Work to do:
Convert every line of the entries below into a Markdown table with two columns, Row and Line. Put a row number in Row and the line's text in Line, and skip blank lines.

Information shown:
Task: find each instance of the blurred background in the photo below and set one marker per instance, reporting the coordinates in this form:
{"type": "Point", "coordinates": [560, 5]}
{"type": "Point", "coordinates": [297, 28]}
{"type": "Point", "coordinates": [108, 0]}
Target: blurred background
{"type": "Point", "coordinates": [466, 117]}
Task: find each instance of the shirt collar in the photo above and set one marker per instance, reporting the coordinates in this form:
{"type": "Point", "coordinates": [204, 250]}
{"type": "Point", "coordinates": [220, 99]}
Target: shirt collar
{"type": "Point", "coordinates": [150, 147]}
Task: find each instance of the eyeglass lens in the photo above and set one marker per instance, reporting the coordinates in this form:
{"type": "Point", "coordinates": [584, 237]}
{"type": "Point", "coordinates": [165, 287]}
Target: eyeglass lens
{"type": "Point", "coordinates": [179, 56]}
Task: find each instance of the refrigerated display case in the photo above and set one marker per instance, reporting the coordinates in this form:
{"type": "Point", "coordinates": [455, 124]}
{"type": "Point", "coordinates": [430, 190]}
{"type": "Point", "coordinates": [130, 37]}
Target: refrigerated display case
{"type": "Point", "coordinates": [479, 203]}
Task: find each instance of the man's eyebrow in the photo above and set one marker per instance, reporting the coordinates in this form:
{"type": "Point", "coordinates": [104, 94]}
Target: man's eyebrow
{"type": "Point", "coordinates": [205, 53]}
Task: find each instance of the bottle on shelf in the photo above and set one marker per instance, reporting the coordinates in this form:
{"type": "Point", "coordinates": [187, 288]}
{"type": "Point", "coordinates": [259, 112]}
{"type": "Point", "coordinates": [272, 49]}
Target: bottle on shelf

The solution:
| Row | Line |
|---|---|
| 1 | Task: find each instance of the blurred background in the photo below and set one marker per instance, reporting the coordinates in this form: |
| 2 | {"type": "Point", "coordinates": [560, 5]} |
| 3 | {"type": "Point", "coordinates": [297, 28]} |
| 4 | {"type": "Point", "coordinates": [108, 0]} |
| 5 | Target: blurred background |
| 6 | {"type": "Point", "coordinates": [466, 117]} |
| 7 | Task: find each instance of the shirt collar in the photo above and set one marker per instance, reporting the coordinates in this form: |
| 8 | {"type": "Point", "coordinates": [204, 250]} |
| 9 | {"type": "Point", "coordinates": [220, 99]} |
| 10 | Target: shirt collar |
| 11 | {"type": "Point", "coordinates": [150, 147]} |
| 12 | Task: find each instance of the eyeglass lens in the photo above and set one marker per instance, reporting the coordinates in this form: |
| 13 | {"type": "Point", "coordinates": [584, 237]} |
| 14 | {"type": "Point", "coordinates": [165, 287]} |
| 15 | Target: eyeglass lens |
| 16 | {"type": "Point", "coordinates": [179, 56]} |
| 17 | Task: find each instance of the refrigerated display case in the photo above and set one marker per instance, reporting the coordinates in this form: |
| 18 | {"type": "Point", "coordinates": [455, 124]} |
| 19 | {"type": "Point", "coordinates": [430, 190]} |
| 20 | {"type": "Point", "coordinates": [130, 37]} |
| 21 | Target: refrigerated display case |
| 22 | {"type": "Point", "coordinates": [479, 203]} |
| 23 | Task: find each instance of the man's eyebrow in the photo above and set one marker per instance, reporting the coordinates in this form: |
| 24 | {"type": "Point", "coordinates": [104, 94]} |
| 25 | Target: man's eyebrow |
| 26 | {"type": "Point", "coordinates": [205, 53]} |
| 27 | Task: find each instance of the bottle on shelf in the photo above and set one marker per instance, reporting the coordinates in this form: |
| 28 | {"type": "Point", "coordinates": [187, 288]} |
| 29 | {"type": "Point", "coordinates": [259, 112]} |
| 30 | {"type": "Point", "coordinates": [272, 49]} |
| 31 | Target: bottle on shelf |